- [To do]:
Change every "natural-language description" to "plain-English description" in the records below, keeping all other lines as they are and leaving out the pictures.

(Bounding-box records)
........

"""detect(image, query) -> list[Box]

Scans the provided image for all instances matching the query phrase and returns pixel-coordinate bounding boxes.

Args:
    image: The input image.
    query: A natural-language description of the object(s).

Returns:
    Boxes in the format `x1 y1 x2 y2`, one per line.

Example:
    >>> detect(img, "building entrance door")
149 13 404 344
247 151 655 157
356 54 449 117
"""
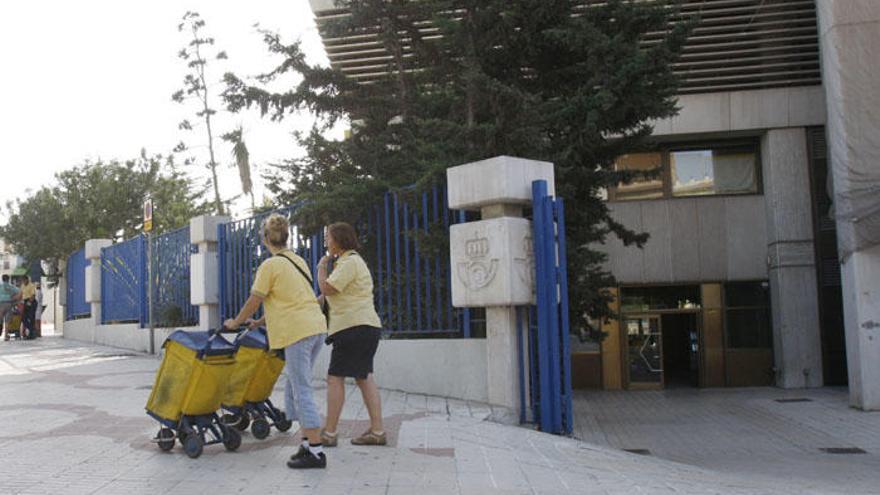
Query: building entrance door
622 314 663 389
660 312 700 387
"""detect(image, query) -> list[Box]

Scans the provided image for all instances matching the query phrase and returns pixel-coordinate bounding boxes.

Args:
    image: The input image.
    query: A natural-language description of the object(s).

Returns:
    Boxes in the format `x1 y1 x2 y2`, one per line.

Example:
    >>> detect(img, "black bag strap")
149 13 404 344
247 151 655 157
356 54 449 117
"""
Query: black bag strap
275 253 313 286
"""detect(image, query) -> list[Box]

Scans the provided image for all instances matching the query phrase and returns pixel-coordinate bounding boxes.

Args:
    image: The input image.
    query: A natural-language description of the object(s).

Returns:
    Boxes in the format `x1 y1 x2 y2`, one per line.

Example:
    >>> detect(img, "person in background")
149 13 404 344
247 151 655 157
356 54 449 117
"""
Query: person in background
223 214 327 469
0 275 21 340
21 275 37 340
34 282 45 337
318 222 387 447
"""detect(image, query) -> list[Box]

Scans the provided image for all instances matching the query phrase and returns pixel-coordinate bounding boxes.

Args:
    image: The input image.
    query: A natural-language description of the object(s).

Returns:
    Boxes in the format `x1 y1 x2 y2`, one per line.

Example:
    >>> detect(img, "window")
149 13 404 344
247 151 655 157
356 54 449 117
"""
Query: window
614 153 663 201
724 282 773 349
609 141 760 201
620 285 701 313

........

- [Answer to the task]:
"""detect(image, query) -> list[Box]

Scans the provided image for all instances matching the query phrase and returns pixel-coordinate bounding boxes.

Args:
    image: The input image.
    query: A plain-English description of the object(s).

Returns:
    Boxes in the format `x1 y1 x2 y2`, one per line.

Example:
    >>> detect(img, "building entrance door")
149 13 404 344
247 151 655 157
356 54 449 117
"""
Query: building entrance door
622 314 663 389
660 312 700 387
"""detect(image, query) -> list[Box]

Scans the provided image for all instances matching the query phrase and returns pixel-coordinate bounding boxes.

Args:
    image: The input image.
    query: A plain-English description of the object(s).

Returns:
    Boxes in the format `x1 y1 x2 y2`, one per line.

Example:
    >>> detect(img, "black bag strap")
149 13 404 344
247 151 655 157
356 54 449 117
"""
Query: black bag strap
275 253 313 286
"""detect(image, query) -> list[Box]

Scans the provided image for all instances matching the query phrase and returns pixel-coordinate bounding boxes.

Args:
    image: The input image.
    query: A plain-English description of the object(s).

Returns:
    Boxes in the format `x1 y1 x2 y2`, one per line.

Example:
    >>> detect(img, "person in background")
149 13 404 344
247 151 655 157
356 54 449 117
"""
Query: person in background
223 214 327 469
0 275 21 340
21 275 37 340
34 282 45 337
318 222 387 447
"""detect(image, query) -> list[Box]

Scans the provided image for all instances matching the query phrase and returns pixel-coordinate bounding boxes.

Args:
    image: The input image.
    query: A plain-English description of the object(s).

Returns:
    Boxes in the format `x1 y1 x2 y2`, one per line.

Example:
    >>> detect(img, "window")
149 13 404 344
247 151 655 157
356 54 449 117
"""
Query: window
614 153 663 201
724 282 773 349
609 141 760 201
620 285 701 313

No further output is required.